◆ Problem to work on
Write out word for word the part of the passage on sanctification below that runs from "The work of sanctification" to "to God's Word.".

◆ Text segment
##############################

The work of sanctification is a great and a daily work. It commences at the
very moment of our translation into the kingdom of Christ on earth, and does
not cease until the moment of our translation into the kingdom of God in
heaven. The notion, so fondly cherished by some, of perfect sinlessness
here, is as fatal to true sanctification as it is contrary to God's Word.
They know but little of their own heart, who do not know, that sin (to
borrow the language of John Owen), "not only still abides in us, but is
still acting, still laboring to bring forth the deeds of the flesh." They
know little who do not know that in their "flesh there dwells no good
thing," that "that which is born of the flesh is flesh," and will retain its
fleshly nature and propensities to the very last. Let us not exult "as
though we had already attained, or were already perfect"; let us not be
"ignorant of Satan's devices," one of which is to build us up in the belief
that, in the present life, a man may cease from the work of mortification.
The Lord keep the reader from cherishing so erroneous an idea. The work of
sanctification is the work of a man's life. "When sin lets us alone (as has
been remarked) we may let sin alone." But when is the day, indeed, when is
the hour, that sin does not strive for the mastery, and in which the
believer can say that he has completely slain his enemy? He may, "through
the Spirit, mortify the deeds of the body," and if he does, "he shall live";
but as the heart is the natural and luxuriant soil of every noxious weed of
sin, and as another springs up as soon as one is cut down, indeed as the
same root appears again above the surface with new life and vigor, it
requires a ceaseless care and vigilance, a perpetual mortification of sin in
the body, until we throw off this cumbrous clay and go where sin is known no
more.

##############################

◆ Provided data

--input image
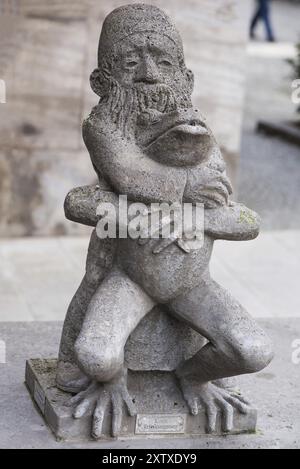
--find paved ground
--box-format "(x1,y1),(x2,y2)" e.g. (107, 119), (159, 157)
(238, 1), (300, 230)
(0, 318), (300, 449)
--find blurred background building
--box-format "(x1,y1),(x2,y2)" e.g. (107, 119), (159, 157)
(0, 0), (300, 320)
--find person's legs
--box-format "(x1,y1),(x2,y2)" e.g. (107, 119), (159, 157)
(250, 2), (261, 38)
(56, 230), (115, 392)
(169, 275), (273, 383)
(261, 0), (274, 41)
(169, 274), (273, 433)
(75, 270), (155, 382)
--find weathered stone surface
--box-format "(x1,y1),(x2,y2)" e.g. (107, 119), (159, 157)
(26, 3), (273, 439)
(25, 359), (257, 441)
(0, 0), (250, 237)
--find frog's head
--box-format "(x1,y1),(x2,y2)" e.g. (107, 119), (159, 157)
(136, 108), (215, 166)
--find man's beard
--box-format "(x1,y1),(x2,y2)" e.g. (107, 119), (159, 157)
(99, 77), (192, 137)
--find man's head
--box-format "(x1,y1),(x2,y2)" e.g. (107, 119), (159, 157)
(91, 4), (193, 133)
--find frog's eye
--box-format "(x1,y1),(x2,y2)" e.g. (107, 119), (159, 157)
(126, 60), (138, 68)
(158, 59), (172, 67)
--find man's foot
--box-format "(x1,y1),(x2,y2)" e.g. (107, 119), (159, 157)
(56, 360), (91, 394)
(65, 373), (136, 439)
(179, 377), (250, 433)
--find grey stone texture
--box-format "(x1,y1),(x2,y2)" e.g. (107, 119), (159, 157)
(0, 0), (251, 237)
(0, 317), (300, 451)
(26, 359), (257, 442)
(37, 4), (273, 439)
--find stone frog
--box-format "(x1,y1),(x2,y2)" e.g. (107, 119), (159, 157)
(57, 4), (273, 438)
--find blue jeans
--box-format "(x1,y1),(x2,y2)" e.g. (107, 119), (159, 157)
(250, 0), (274, 40)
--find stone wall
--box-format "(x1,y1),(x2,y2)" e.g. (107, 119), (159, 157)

##############################

◆ Answer to the task
The work of sanctification is a great and a daily work. It commences at the
very moment of our translation into the kingdom of Christ on earth, and does
not cease until the moment of our translation into the kingdom of God in
heaven. The notion, so fondly cherished by some, of perfect sinlessness
here, is as fatal to true sanctification as it is contrary to God's Word.